[Provided data Boundary: Start]

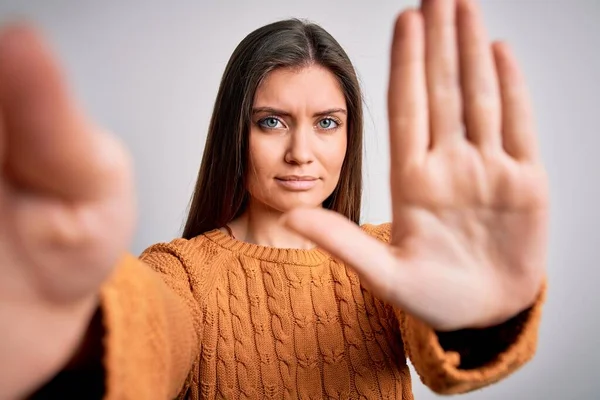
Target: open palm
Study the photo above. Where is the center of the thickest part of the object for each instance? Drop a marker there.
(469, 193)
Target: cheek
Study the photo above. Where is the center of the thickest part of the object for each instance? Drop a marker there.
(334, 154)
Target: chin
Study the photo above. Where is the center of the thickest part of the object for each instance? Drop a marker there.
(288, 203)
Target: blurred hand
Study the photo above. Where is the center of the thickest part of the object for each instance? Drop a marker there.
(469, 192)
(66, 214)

[Provided data Boundary: End]
[Provided data Boundary: Start]

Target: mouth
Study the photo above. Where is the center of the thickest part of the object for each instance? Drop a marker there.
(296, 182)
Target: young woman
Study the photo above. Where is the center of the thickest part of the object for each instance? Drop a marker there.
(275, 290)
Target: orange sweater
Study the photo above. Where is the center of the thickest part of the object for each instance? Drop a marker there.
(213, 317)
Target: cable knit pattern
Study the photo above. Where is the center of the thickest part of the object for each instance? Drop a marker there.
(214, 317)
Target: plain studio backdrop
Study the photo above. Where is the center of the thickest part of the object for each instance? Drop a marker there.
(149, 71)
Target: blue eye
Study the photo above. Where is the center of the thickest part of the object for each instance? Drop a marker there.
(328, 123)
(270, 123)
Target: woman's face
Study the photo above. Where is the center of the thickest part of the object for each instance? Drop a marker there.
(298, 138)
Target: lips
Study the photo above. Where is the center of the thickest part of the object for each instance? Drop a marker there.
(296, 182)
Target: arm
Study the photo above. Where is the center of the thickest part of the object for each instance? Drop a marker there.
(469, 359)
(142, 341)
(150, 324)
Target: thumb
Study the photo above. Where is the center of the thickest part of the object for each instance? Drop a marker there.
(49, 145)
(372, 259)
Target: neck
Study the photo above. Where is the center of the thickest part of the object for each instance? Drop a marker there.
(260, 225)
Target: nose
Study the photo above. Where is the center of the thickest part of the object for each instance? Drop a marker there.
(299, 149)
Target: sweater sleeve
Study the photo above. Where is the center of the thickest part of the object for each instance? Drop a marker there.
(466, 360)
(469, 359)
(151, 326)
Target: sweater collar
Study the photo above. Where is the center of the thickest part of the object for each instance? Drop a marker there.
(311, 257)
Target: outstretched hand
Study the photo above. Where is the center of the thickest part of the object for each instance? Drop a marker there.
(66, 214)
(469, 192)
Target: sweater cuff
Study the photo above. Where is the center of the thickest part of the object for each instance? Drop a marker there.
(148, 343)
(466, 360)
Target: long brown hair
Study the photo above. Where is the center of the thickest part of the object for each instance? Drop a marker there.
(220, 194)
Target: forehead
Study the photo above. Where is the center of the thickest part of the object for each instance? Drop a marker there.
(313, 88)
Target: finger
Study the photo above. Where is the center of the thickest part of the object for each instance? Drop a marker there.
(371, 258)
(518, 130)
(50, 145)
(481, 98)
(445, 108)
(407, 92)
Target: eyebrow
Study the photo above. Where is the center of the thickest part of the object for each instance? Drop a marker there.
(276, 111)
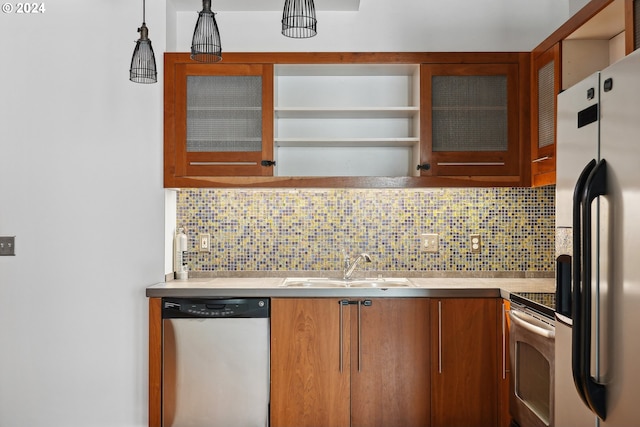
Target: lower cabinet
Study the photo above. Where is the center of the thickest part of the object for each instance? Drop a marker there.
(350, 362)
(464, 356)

[Provided data Boundary: End]
[Provided data Boundary: Start]

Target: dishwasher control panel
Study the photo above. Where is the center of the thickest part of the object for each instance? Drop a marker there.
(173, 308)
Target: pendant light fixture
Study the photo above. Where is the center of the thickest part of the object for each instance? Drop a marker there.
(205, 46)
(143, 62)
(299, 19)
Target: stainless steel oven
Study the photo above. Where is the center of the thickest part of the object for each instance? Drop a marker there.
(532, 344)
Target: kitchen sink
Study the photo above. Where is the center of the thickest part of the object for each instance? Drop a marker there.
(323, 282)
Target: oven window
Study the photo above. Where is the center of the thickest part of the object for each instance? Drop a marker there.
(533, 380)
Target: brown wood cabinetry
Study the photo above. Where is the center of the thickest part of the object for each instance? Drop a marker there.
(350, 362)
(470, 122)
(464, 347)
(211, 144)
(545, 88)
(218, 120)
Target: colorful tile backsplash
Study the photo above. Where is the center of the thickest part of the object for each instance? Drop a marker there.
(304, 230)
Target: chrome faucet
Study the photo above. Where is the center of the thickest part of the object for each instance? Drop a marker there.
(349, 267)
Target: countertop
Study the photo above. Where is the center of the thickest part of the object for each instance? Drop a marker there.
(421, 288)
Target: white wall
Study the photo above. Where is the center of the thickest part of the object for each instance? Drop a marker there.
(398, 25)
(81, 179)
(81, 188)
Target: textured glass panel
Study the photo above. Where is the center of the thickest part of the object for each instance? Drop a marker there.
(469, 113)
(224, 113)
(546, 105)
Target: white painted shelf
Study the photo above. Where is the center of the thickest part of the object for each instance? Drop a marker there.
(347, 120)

[Provided data Boundary: End]

Out of the entries above, write out only the lines between the line holding "Target: sweater sleeve" and the line holding "Target: sweater collar", inclusive, each exactly as given.

Target: sweater sleeve
Study the photo above. Where is the center of the thickest part of the object for each instance? Drop a marker there.
(466, 360)
(469, 359)
(151, 326)
Target: sweater collar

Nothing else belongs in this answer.